In other words, some start-ups are still seeing valuation markups.

Datadog, a provider of cloud monitoring tools, is raising cash at a close to $600 million valuation in a round led by Iconiq Capital, said people familiar with the deal. While the price marks a significant increase from its previous round in January, the company has the revenue and growth to justify the price, the sources said.

We're coming back to normalcy where fundamentals matter.
David Wadhwani, AppDynamics CEO

Mesosphere, whose technology helps developers deploy apps and move workloads, and Databricks, which helps businesses with processing big data, are raising money at valuations appreciably above 2014 rounds, said people familiar with the financings.

Representatives from Mesosphere and Databricks declined to comment as did a spokesperson for Iconiq. A Datadog representative wasn't available for comment.

# # # #

#### EXERCISE REQUIREMENTS
A. Answer these questions from the excerpt on start-up valuations:
(i) Which firm led Datadog's funding round?
(ii) What does Databricks help businesses with?
(iii) What position does David Wadhwani hold?
B. Carry on the excerpt on start-up valuations past its final sentence.
The items that come next aren't needed.

Bounding-box records
# # # #

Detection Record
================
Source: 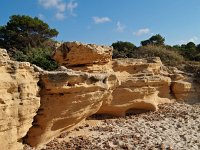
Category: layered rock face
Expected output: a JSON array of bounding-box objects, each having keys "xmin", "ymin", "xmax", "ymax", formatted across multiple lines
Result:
[
  {"xmin": 27, "ymin": 42, "xmax": 198, "ymax": 146},
  {"xmin": 27, "ymin": 70, "xmax": 110, "ymax": 146},
  {"xmin": 0, "ymin": 49, "xmax": 40, "ymax": 150},
  {"xmin": 0, "ymin": 42, "xmax": 200, "ymax": 150}
]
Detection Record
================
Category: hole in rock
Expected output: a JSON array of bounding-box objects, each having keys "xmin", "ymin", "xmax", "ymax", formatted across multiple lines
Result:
[
  {"xmin": 86, "ymin": 114, "xmax": 116, "ymax": 120},
  {"xmin": 125, "ymin": 108, "xmax": 150, "ymax": 116}
]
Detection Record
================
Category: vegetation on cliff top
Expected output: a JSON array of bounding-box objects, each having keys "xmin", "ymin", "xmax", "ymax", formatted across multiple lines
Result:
[
  {"xmin": 0, "ymin": 15, "xmax": 58, "ymax": 70},
  {"xmin": 0, "ymin": 15, "xmax": 200, "ymax": 76}
]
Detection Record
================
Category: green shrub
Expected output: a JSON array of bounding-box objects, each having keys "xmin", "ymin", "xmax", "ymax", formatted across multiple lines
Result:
[{"xmin": 131, "ymin": 45, "xmax": 184, "ymax": 66}]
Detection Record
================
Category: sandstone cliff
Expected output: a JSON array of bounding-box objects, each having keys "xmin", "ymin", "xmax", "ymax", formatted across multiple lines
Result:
[
  {"xmin": 0, "ymin": 49, "xmax": 40, "ymax": 150},
  {"xmin": 0, "ymin": 42, "xmax": 200, "ymax": 149},
  {"xmin": 27, "ymin": 42, "xmax": 199, "ymax": 146}
]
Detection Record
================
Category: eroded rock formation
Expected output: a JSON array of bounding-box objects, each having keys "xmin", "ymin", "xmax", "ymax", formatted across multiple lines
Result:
[
  {"xmin": 0, "ymin": 42, "xmax": 200, "ymax": 149},
  {"xmin": 0, "ymin": 49, "xmax": 40, "ymax": 150},
  {"xmin": 27, "ymin": 42, "xmax": 200, "ymax": 146}
]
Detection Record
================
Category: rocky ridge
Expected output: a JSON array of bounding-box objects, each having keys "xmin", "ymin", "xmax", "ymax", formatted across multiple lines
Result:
[{"xmin": 0, "ymin": 42, "xmax": 200, "ymax": 149}]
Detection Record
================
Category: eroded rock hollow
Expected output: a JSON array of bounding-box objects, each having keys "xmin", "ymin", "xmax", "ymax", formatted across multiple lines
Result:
[{"xmin": 0, "ymin": 42, "xmax": 200, "ymax": 149}]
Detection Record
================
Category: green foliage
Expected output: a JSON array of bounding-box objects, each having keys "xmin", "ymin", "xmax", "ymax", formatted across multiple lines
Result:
[
  {"xmin": 132, "ymin": 45, "xmax": 184, "ymax": 66},
  {"xmin": 112, "ymin": 41, "xmax": 136, "ymax": 58},
  {"xmin": 141, "ymin": 34, "xmax": 165, "ymax": 46},
  {"xmin": 0, "ymin": 15, "xmax": 58, "ymax": 50},
  {"xmin": 0, "ymin": 15, "xmax": 58, "ymax": 70}
]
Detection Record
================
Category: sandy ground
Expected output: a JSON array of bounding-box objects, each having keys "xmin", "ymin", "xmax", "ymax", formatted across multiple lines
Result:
[{"xmin": 25, "ymin": 102, "xmax": 200, "ymax": 150}]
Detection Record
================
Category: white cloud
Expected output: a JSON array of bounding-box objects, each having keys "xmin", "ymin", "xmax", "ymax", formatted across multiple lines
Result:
[
  {"xmin": 39, "ymin": 0, "xmax": 66, "ymax": 12},
  {"xmin": 188, "ymin": 36, "xmax": 199, "ymax": 43},
  {"xmin": 66, "ymin": 0, "xmax": 78, "ymax": 16},
  {"xmin": 92, "ymin": 16, "xmax": 111, "ymax": 24},
  {"xmin": 38, "ymin": 0, "xmax": 78, "ymax": 20},
  {"xmin": 133, "ymin": 28, "xmax": 151, "ymax": 36},
  {"xmin": 38, "ymin": 14, "xmax": 45, "ymax": 20},
  {"xmin": 55, "ymin": 12, "xmax": 65, "ymax": 20},
  {"xmin": 116, "ymin": 21, "xmax": 125, "ymax": 32}
]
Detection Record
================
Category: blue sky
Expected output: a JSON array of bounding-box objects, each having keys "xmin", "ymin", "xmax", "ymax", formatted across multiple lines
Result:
[{"xmin": 0, "ymin": 0, "xmax": 200, "ymax": 45}]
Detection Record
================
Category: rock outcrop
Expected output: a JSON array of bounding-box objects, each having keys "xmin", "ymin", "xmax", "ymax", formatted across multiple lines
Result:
[
  {"xmin": 27, "ymin": 42, "xmax": 198, "ymax": 146},
  {"xmin": 0, "ymin": 42, "xmax": 200, "ymax": 150},
  {"xmin": 0, "ymin": 49, "xmax": 40, "ymax": 150}
]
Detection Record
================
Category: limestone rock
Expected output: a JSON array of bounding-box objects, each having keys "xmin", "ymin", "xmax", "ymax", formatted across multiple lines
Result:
[
  {"xmin": 53, "ymin": 42, "xmax": 113, "ymax": 67},
  {"xmin": 27, "ymin": 70, "xmax": 109, "ymax": 147},
  {"xmin": 0, "ymin": 49, "xmax": 40, "ymax": 150}
]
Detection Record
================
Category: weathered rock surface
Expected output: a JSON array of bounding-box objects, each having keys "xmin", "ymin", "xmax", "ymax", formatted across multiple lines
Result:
[
  {"xmin": 27, "ymin": 42, "xmax": 198, "ymax": 146},
  {"xmin": 0, "ymin": 42, "xmax": 200, "ymax": 149},
  {"xmin": 27, "ymin": 71, "xmax": 109, "ymax": 146},
  {"xmin": 0, "ymin": 49, "xmax": 40, "ymax": 150},
  {"xmin": 53, "ymin": 42, "xmax": 113, "ymax": 67}
]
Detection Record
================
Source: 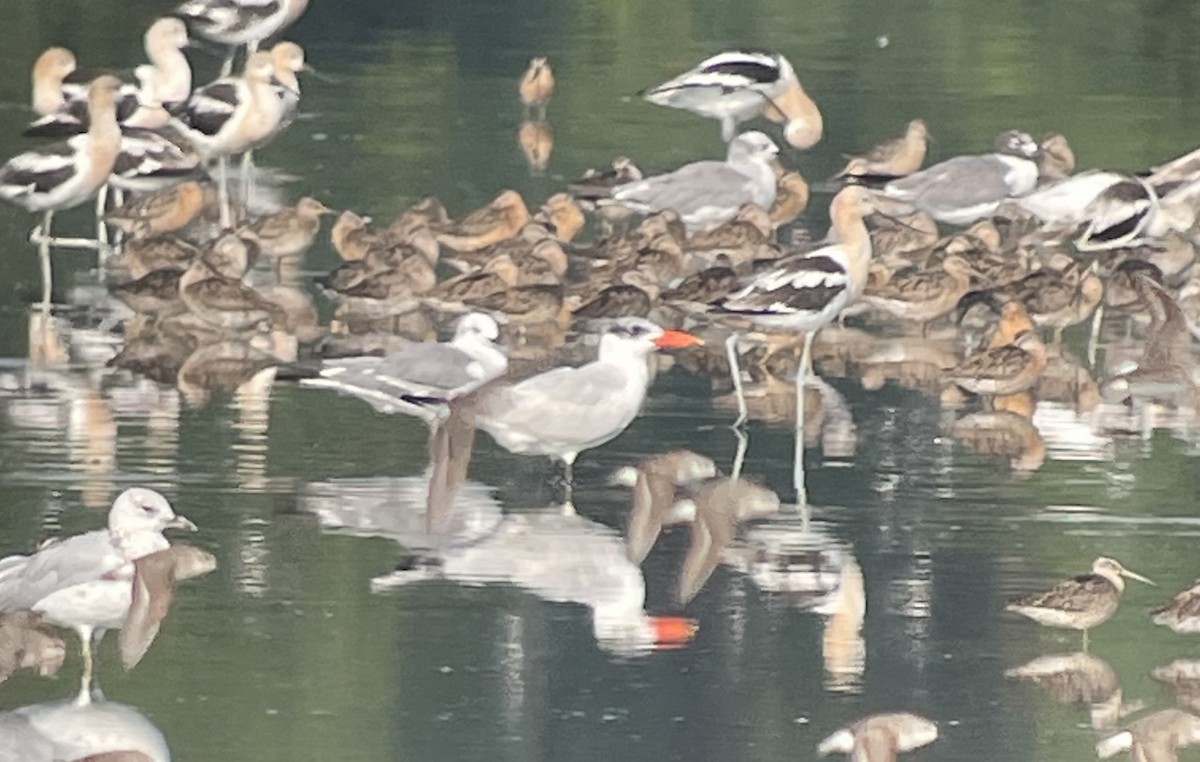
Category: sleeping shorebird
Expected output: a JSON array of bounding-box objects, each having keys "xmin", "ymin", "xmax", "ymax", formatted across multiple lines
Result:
[
  {"xmin": 817, "ymin": 712, "xmax": 937, "ymax": 762},
  {"xmin": 175, "ymin": 0, "xmax": 308, "ymax": 77},
  {"xmin": 1150, "ymin": 580, "xmax": 1200, "ymax": 635},
  {"xmin": 1004, "ymin": 556, "xmax": 1154, "ymax": 650},
  {"xmin": 642, "ymin": 50, "xmax": 823, "ymax": 149},
  {"xmin": 0, "ymin": 77, "xmax": 121, "ymax": 305},
  {"xmin": 834, "ymin": 119, "xmax": 929, "ymax": 178},
  {"xmin": 175, "ymin": 53, "xmax": 286, "ymax": 228},
  {"xmin": 517, "ymin": 55, "xmax": 554, "ymax": 121},
  {"xmin": 718, "ymin": 187, "xmax": 871, "ymax": 504}
]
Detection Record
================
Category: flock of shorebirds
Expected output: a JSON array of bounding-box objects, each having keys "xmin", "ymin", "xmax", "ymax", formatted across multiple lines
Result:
[{"xmin": 0, "ymin": 0, "xmax": 1200, "ymax": 760}]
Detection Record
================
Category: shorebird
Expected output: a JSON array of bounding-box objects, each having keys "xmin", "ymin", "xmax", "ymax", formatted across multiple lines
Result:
[
  {"xmin": 517, "ymin": 55, "xmax": 554, "ymax": 119},
  {"xmin": 1096, "ymin": 709, "xmax": 1200, "ymax": 762},
  {"xmin": 172, "ymin": 51, "xmax": 286, "ymax": 228},
  {"xmin": 0, "ymin": 487, "xmax": 196, "ymax": 696},
  {"xmin": 601, "ymin": 132, "xmax": 779, "ymax": 233},
  {"xmin": 1150, "ymin": 580, "xmax": 1200, "ymax": 635},
  {"xmin": 175, "ymin": 0, "xmax": 308, "ymax": 77},
  {"xmin": 0, "ymin": 611, "xmax": 66, "ymax": 684},
  {"xmin": 641, "ymin": 50, "xmax": 823, "ymax": 149},
  {"xmin": 1004, "ymin": 556, "xmax": 1154, "ymax": 650},
  {"xmin": 718, "ymin": 187, "xmax": 871, "ymax": 504},
  {"xmin": 0, "ymin": 76, "xmax": 121, "ymax": 305},
  {"xmin": 817, "ymin": 712, "xmax": 937, "ymax": 762},
  {"xmin": 834, "ymin": 119, "xmax": 929, "ymax": 179},
  {"xmin": 882, "ymin": 130, "xmax": 1040, "ymax": 224}
]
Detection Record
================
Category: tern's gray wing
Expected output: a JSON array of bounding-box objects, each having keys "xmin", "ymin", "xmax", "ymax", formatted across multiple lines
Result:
[
  {"xmin": 612, "ymin": 161, "xmax": 754, "ymax": 216},
  {"xmin": 883, "ymin": 154, "xmax": 1012, "ymax": 209},
  {"xmin": 480, "ymin": 364, "xmax": 640, "ymax": 442},
  {"xmin": 0, "ymin": 530, "xmax": 126, "ymax": 611}
]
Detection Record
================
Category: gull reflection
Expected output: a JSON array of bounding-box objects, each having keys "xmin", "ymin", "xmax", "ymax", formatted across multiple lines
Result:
[
  {"xmin": 1004, "ymin": 652, "xmax": 1142, "ymax": 728},
  {"xmin": 1096, "ymin": 709, "xmax": 1200, "ymax": 762},
  {"xmin": 0, "ymin": 701, "xmax": 170, "ymax": 762}
]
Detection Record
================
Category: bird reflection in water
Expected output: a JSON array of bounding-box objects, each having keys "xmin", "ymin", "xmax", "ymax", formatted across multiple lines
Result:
[
  {"xmin": 817, "ymin": 712, "xmax": 937, "ymax": 762},
  {"xmin": 1004, "ymin": 652, "xmax": 1144, "ymax": 728}
]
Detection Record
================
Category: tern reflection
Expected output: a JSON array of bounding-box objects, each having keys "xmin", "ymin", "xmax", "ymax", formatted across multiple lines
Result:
[
  {"xmin": 1096, "ymin": 709, "xmax": 1200, "ymax": 762},
  {"xmin": 300, "ymin": 478, "xmax": 691, "ymax": 654},
  {"xmin": 0, "ymin": 701, "xmax": 170, "ymax": 762},
  {"xmin": 1004, "ymin": 652, "xmax": 1142, "ymax": 728}
]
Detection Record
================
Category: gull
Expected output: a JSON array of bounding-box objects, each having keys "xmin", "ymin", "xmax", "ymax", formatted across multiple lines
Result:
[
  {"xmin": 604, "ymin": 131, "xmax": 779, "ymax": 233},
  {"xmin": 300, "ymin": 312, "xmax": 509, "ymax": 426},
  {"xmin": 1004, "ymin": 556, "xmax": 1154, "ymax": 650},
  {"xmin": 175, "ymin": 0, "xmax": 308, "ymax": 77},
  {"xmin": 0, "ymin": 487, "xmax": 196, "ymax": 697},
  {"xmin": 817, "ymin": 712, "xmax": 937, "ymax": 762},
  {"xmin": 476, "ymin": 318, "xmax": 700, "ymax": 506},
  {"xmin": 642, "ymin": 50, "xmax": 823, "ymax": 149},
  {"xmin": 882, "ymin": 130, "xmax": 1040, "ymax": 224},
  {"xmin": 118, "ymin": 545, "xmax": 217, "ymax": 670}
]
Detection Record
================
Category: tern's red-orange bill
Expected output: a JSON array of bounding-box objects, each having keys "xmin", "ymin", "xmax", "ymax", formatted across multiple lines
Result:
[{"xmin": 654, "ymin": 329, "xmax": 704, "ymax": 349}]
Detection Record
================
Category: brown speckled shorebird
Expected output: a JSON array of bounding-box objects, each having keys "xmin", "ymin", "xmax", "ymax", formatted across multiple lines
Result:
[
  {"xmin": 1004, "ymin": 556, "xmax": 1154, "ymax": 650},
  {"xmin": 834, "ymin": 119, "xmax": 929, "ymax": 178},
  {"xmin": 1150, "ymin": 580, "xmax": 1200, "ymax": 635},
  {"xmin": 948, "ymin": 331, "xmax": 1046, "ymax": 395},
  {"xmin": 817, "ymin": 712, "xmax": 937, "ymax": 762}
]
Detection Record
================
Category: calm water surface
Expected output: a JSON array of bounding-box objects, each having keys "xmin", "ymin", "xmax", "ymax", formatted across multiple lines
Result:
[{"xmin": 0, "ymin": 0, "xmax": 1200, "ymax": 762}]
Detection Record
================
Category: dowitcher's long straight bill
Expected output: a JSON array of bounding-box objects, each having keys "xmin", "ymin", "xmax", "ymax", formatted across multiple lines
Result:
[{"xmin": 654, "ymin": 329, "xmax": 704, "ymax": 349}]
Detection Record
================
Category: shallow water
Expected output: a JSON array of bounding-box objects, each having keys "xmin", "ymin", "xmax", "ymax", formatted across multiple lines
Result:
[{"xmin": 0, "ymin": 0, "xmax": 1200, "ymax": 761}]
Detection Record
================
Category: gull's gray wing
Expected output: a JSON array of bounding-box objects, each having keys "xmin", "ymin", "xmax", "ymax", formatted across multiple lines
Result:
[
  {"xmin": 0, "ymin": 529, "xmax": 126, "ymax": 612},
  {"xmin": 612, "ymin": 161, "xmax": 754, "ymax": 216},
  {"xmin": 883, "ymin": 154, "xmax": 1012, "ymax": 209}
]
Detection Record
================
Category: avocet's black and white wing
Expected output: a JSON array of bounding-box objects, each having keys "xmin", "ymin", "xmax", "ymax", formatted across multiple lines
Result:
[
  {"xmin": 642, "ymin": 50, "xmax": 796, "ymax": 142},
  {"xmin": 719, "ymin": 246, "xmax": 852, "ymax": 331}
]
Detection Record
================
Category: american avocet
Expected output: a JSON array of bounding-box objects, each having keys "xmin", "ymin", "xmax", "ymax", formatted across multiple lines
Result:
[
  {"xmin": 0, "ymin": 76, "xmax": 121, "ymax": 305},
  {"xmin": 882, "ymin": 130, "xmax": 1040, "ymax": 224},
  {"xmin": 32, "ymin": 47, "xmax": 76, "ymax": 116},
  {"xmin": 175, "ymin": 0, "xmax": 308, "ymax": 77},
  {"xmin": 175, "ymin": 53, "xmax": 284, "ymax": 228},
  {"xmin": 604, "ymin": 132, "xmax": 779, "ymax": 232},
  {"xmin": 817, "ymin": 712, "xmax": 937, "ymax": 762},
  {"xmin": 476, "ymin": 318, "xmax": 700, "ymax": 508},
  {"xmin": 1004, "ymin": 556, "xmax": 1154, "ymax": 650},
  {"xmin": 834, "ymin": 119, "xmax": 929, "ymax": 178},
  {"xmin": 25, "ymin": 17, "xmax": 192, "ymax": 137},
  {"xmin": 0, "ymin": 487, "xmax": 196, "ymax": 696},
  {"xmin": 1150, "ymin": 580, "xmax": 1200, "ymax": 634},
  {"xmin": 718, "ymin": 187, "xmax": 871, "ymax": 505},
  {"xmin": 517, "ymin": 55, "xmax": 554, "ymax": 120},
  {"xmin": 642, "ymin": 50, "xmax": 822, "ymax": 148}
]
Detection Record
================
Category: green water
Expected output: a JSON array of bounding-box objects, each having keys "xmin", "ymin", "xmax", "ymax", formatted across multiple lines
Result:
[{"xmin": 0, "ymin": 0, "xmax": 1200, "ymax": 762}]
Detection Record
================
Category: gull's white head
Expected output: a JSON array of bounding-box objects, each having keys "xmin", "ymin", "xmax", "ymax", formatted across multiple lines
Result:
[
  {"xmin": 728, "ymin": 130, "xmax": 779, "ymax": 162},
  {"xmin": 108, "ymin": 487, "xmax": 196, "ymax": 544},
  {"xmin": 454, "ymin": 312, "xmax": 500, "ymax": 341}
]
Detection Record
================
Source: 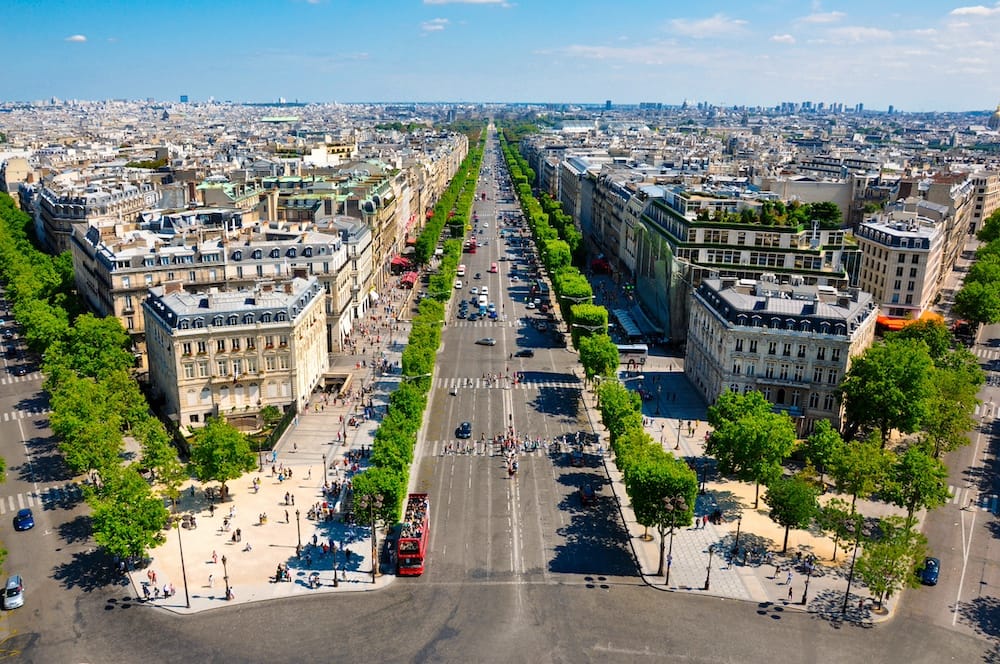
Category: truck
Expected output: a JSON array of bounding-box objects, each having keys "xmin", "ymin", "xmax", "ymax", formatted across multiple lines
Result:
[{"xmin": 396, "ymin": 493, "xmax": 431, "ymax": 576}]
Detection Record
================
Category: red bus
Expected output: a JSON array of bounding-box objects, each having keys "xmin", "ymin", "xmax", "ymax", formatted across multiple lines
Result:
[{"xmin": 396, "ymin": 493, "xmax": 431, "ymax": 576}]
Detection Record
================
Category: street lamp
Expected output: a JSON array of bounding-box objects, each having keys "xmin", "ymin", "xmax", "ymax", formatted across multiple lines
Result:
[
  {"xmin": 660, "ymin": 494, "xmax": 687, "ymax": 586},
  {"xmin": 705, "ymin": 544, "xmax": 715, "ymax": 590},
  {"xmin": 358, "ymin": 493, "xmax": 383, "ymax": 583},
  {"xmin": 840, "ymin": 515, "xmax": 869, "ymax": 615},
  {"xmin": 295, "ymin": 509, "xmax": 302, "ymax": 556},
  {"xmin": 222, "ymin": 554, "xmax": 233, "ymax": 600}
]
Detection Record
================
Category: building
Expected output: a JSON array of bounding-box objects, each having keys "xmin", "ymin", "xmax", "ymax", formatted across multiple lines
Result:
[
  {"xmin": 142, "ymin": 268, "xmax": 329, "ymax": 429},
  {"xmin": 684, "ymin": 275, "xmax": 878, "ymax": 436}
]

# # # #

#### EXERCISE RESULTS
A.
(i) Iconiq Capital
(ii) Processing big data
(iii) CEO of AppDynamics

B.
In November, AppDynamics raised money at a $1.9 billion valuation, 16 months after being valued at $1.1 billion. That sounds like a steep climb until you consider that revenue has been more than doubling annually, and as CNBC.com reported in August, billings over the past 12 months reached $175 million.

The company's CEO, David Wadhwani, said there was a real sense of sanity throughout the process.

"We're coming back to normalcy where fundamentals matter," Wadhwani said in an interview after the announcement.

Normalcy is fine for A and A+ companies, VCs say, as well as for start-ups that have been conservative with raising and spending capital. However, it's troublesome for businesses with negative gross margins (losing money on every sale), excessive burn rates, inflated valuations and those operating in competitive markets with cash-rich rivals.

Unfortunately for Silicon Valley, there's no shortage of companies in the troubled category.

U.S. start-ups raised $47.2 billion in the first three quarters of 2015, following $50.8 billion in all of 2014, by far the most since 2000, according to the National Venture Capital Association.

Thanks to hedge funds, private equity firms, mutual fund companies and foreign cash pouring into tech, late-stage investment dollars surged 25 percent in the third quarter from a year earlier.

That adds up to a lot of money chasing the hope of future returns. But hope is rapidly giving way to reality.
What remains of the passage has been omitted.